== What the task requires ==
Where does the string "locate" appear in the records? Copy every line that contains it.

*** Recorded information

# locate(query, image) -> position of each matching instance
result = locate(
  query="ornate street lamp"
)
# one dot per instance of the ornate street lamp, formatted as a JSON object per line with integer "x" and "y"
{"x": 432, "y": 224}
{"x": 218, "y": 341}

******

== Answer below ==
# locate(query, image) -> position of each matching instance
result = locate(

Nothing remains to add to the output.